● **Aim of the task**: Tally how many lines of the listing below contain the string "icon". Reply with the number alone.

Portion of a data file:
┄┄┄┄┄┄┄┄┄┄

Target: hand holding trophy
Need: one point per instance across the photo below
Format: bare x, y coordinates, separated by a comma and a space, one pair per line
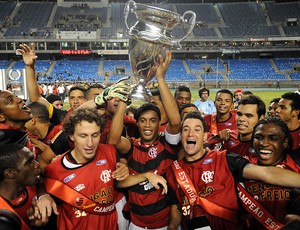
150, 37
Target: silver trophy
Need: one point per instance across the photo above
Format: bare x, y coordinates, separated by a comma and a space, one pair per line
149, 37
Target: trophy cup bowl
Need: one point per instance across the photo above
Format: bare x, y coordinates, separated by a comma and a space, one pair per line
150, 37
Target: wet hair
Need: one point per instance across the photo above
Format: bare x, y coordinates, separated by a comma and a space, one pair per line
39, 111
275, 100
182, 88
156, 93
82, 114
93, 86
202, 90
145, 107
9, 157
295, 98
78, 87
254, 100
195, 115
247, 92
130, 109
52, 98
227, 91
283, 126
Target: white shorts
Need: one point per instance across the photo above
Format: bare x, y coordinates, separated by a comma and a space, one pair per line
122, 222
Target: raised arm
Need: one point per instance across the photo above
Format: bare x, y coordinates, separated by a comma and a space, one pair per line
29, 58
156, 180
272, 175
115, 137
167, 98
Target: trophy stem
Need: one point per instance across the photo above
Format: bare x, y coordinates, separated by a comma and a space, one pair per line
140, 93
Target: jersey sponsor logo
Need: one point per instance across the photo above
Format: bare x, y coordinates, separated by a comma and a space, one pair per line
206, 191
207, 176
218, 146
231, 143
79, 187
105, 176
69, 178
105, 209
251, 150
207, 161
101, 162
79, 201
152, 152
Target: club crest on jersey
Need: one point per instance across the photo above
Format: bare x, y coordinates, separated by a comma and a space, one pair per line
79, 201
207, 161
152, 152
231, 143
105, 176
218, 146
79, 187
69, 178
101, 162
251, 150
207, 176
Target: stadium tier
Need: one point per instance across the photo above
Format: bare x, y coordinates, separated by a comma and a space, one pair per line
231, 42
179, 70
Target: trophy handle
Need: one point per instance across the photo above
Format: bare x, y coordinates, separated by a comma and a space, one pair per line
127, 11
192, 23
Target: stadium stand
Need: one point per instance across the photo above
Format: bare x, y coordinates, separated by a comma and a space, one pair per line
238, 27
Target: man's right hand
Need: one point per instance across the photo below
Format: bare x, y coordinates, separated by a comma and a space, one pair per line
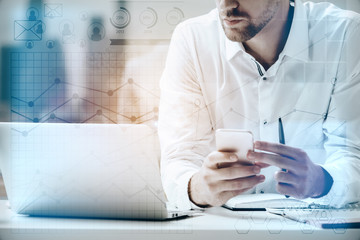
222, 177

┄┄┄┄┄┄┄┄┄┄

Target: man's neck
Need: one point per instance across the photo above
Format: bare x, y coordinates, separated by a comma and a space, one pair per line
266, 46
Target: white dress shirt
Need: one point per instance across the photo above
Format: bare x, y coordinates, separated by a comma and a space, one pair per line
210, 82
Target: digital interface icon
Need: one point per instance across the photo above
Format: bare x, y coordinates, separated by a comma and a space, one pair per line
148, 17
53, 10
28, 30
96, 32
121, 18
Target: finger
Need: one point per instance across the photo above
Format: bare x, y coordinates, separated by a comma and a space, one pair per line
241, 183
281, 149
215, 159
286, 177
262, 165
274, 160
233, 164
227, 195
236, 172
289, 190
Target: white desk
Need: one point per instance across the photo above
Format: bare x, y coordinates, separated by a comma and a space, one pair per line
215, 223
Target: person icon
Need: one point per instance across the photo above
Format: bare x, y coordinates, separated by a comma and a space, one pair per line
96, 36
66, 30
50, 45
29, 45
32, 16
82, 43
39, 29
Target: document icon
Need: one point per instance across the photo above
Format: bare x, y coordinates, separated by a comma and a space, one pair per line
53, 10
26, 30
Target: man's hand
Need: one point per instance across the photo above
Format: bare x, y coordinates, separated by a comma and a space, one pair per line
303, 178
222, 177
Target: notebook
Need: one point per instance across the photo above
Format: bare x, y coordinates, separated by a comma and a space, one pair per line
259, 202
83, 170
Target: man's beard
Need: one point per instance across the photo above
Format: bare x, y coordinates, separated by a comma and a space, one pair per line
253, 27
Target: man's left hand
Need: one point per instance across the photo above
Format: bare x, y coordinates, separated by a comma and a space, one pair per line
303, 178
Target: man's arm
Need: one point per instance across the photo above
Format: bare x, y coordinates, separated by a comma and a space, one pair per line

┄┄┄┄┄┄┄┄┄┄

● **Finished exercise**: 3